» Exercise requirements: In each of the rows below, change "top-left corner" to "upper-left corner" and leave every other character as it is.

» Given entries:
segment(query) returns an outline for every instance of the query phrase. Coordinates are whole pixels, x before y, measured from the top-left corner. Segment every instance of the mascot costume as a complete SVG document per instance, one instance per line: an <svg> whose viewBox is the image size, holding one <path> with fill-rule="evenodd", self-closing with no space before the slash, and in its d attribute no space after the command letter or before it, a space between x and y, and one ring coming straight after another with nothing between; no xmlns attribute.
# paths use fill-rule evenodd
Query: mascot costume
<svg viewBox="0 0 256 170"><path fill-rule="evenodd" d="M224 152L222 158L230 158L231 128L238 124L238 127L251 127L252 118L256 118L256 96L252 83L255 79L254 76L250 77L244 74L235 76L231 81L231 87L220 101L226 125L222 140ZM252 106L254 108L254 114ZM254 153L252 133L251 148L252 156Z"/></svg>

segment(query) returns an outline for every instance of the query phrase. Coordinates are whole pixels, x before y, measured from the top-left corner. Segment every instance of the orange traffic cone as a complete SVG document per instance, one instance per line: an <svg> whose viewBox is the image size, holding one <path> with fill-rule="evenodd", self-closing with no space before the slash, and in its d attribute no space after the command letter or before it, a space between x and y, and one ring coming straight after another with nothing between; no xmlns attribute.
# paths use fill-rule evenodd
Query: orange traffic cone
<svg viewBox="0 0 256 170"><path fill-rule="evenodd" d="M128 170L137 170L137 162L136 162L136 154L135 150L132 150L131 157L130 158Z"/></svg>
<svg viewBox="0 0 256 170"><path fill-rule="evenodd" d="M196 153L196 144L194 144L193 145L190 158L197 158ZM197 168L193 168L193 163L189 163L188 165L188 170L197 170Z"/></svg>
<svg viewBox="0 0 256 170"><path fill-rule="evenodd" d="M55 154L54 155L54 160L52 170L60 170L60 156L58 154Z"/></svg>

» Final result:
segment(query) returns an outline for every instance of the query phrase. Coordinates are whole pixels, x before y, measured from the upper-left corner. Segment every instance of the mascot costume as a complete SVG document per instance, one instance per line: an <svg> whose viewBox is the image size, holding one <path> with fill-rule="evenodd", self-closing with no space before the slash, and in its d attribute no space after the command letter or before it, a space between x and y, and one ring coming straight after another with nothing between; no xmlns attribute.
# paths use fill-rule evenodd
Query: mascot costume
<svg viewBox="0 0 256 170"><path fill-rule="evenodd" d="M224 152L222 158L230 158L231 128L238 124L238 127L251 127L252 118L256 118L256 96L252 83L255 79L254 76L250 77L244 74L235 76L231 81L231 87L220 101L226 125L222 140ZM252 106L254 108L254 114ZM254 153L252 133L251 148L252 156Z"/></svg>

segment(query) returns an outline for every instance of the query phrase. Coordinates are whole pixels, x before y, measured from the upper-left corner. Segment every instance of the orange traffic cone as a complete SVG document per instance, one instance per line: an <svg> whose viewBox is the image size, holding one <path> with fill-rule="evenodd", self-closing with no space before the slash, and in its d attribute no space after the command letter or before it, a space between x and y, and one ring coming straight after another with nothing between; no xmlns attribute.
# paths use fill-rule evenodd
Query: orange traffic cone
<svg viewBox="0 0 256 170"><path fill-rule="evenodd" d="M128 170L137 170L137 162L136 162L136 154L135 150L132 150L131 157L130 158Z"/></svg>
<svg viewBox="0 0 256 170"><path fill-rule="evenodd" d="M196 153L196 144L194 144L193 145L190 158L197 158ZM197 168L193 168L193 163L189 163L188 165L188 170L197 170Z"/></svg>
<svg viewBox="0 0 256 170"><path fill-rule="evenodd" d="M55 154L54 155L54 160L52 170L60 170L60 156L58 154Z"/></svg>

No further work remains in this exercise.